-- start of Extracted information --

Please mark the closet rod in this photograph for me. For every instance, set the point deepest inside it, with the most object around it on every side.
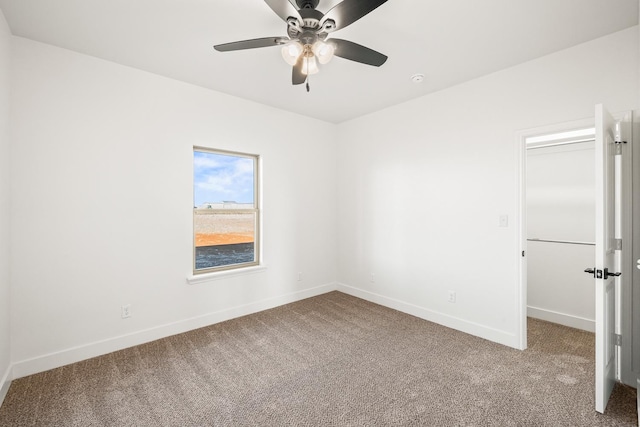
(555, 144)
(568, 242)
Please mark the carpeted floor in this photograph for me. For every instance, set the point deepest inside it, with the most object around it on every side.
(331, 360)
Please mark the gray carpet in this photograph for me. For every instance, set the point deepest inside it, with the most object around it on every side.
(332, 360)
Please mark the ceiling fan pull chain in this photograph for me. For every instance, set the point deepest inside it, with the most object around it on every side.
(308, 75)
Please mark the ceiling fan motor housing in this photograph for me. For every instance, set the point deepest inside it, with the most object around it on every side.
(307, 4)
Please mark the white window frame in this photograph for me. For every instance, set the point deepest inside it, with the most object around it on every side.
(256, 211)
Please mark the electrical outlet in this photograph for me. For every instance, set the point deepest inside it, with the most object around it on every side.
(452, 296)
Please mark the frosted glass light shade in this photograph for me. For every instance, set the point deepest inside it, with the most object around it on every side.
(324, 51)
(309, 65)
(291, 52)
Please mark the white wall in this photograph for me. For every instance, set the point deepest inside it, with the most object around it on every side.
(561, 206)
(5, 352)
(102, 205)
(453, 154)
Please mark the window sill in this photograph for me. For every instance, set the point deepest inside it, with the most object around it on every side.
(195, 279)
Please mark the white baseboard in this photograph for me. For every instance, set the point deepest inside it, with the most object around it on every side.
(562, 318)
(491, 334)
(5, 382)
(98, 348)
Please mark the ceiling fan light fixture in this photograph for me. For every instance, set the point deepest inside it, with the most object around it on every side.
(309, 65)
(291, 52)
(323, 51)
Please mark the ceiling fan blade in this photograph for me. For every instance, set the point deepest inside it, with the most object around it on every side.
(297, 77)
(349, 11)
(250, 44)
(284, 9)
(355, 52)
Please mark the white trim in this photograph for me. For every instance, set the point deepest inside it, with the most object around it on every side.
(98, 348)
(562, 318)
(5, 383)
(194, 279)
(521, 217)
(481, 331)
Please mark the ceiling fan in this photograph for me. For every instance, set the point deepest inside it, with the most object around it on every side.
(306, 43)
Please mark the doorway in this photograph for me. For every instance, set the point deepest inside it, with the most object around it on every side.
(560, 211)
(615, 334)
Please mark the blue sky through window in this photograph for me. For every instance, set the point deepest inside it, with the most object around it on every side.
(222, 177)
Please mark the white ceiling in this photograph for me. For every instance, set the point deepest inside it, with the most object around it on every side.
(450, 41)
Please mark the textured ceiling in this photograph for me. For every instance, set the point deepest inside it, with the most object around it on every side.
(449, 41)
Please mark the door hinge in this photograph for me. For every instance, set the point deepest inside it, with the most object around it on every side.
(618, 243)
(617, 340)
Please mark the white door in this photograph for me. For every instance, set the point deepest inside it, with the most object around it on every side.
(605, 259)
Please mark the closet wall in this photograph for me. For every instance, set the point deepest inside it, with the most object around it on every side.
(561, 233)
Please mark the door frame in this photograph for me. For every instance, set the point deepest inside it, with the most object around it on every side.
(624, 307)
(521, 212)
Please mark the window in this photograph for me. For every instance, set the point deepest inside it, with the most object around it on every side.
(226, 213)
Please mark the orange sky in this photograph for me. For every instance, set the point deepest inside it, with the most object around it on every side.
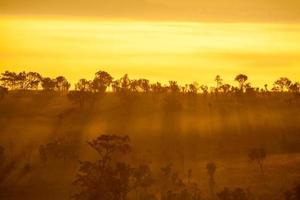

-- end of Extracted information --
-- start of Extracted information --

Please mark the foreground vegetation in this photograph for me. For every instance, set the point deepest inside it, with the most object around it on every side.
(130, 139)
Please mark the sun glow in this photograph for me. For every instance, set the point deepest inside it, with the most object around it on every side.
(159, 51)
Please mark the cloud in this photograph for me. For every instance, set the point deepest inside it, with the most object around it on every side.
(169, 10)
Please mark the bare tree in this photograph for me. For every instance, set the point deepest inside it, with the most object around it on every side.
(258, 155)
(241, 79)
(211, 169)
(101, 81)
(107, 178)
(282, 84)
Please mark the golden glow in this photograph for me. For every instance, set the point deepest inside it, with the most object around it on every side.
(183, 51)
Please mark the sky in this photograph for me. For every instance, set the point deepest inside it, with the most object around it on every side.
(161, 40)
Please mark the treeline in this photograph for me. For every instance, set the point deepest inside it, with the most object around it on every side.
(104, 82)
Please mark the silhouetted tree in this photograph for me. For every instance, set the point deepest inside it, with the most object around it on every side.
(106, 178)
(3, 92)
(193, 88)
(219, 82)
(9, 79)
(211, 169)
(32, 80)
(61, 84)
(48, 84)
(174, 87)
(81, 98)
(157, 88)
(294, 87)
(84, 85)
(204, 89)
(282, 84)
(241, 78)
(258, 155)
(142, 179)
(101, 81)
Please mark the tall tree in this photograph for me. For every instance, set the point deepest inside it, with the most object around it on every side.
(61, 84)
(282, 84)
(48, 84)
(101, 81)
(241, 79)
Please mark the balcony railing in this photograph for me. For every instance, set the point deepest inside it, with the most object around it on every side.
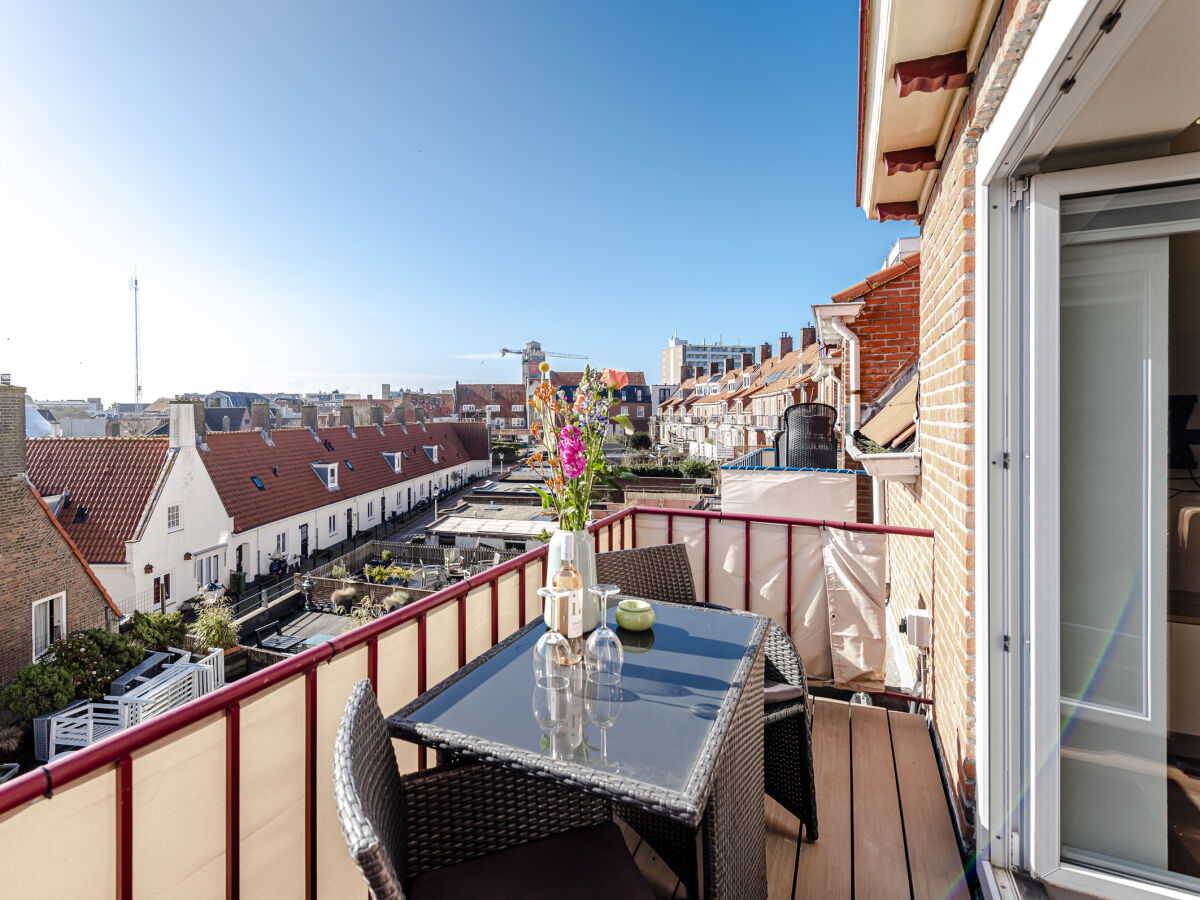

-- end of Extracted information --

▶ [What is required]: Pull from the data above every line that contains the string "wall", treating uppercase and lowercase as different.

▶ [Task answer]:
Please mark the white wall in this photograph for me. For every instance, set the point deepest inside it, with the most object around it on every side.
Please mark the closet wall in this photograph for me. For every instance, set the point deepest inside it, with the most object around it on every side.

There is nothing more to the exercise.